(Records from a point labeling set)
--- Start ---
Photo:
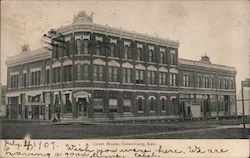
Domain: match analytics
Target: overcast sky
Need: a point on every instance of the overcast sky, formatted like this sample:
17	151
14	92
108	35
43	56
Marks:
219	29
--- End ---
Copy all of the lines above word for word, leaving out any pictures.

Photo:
Domain: match analytics
Target: overcast sky
Need: a point on every instance of the overcast sky, formatted like this sample:
17	151
14	92
108	35
43	56
Marks:
219	29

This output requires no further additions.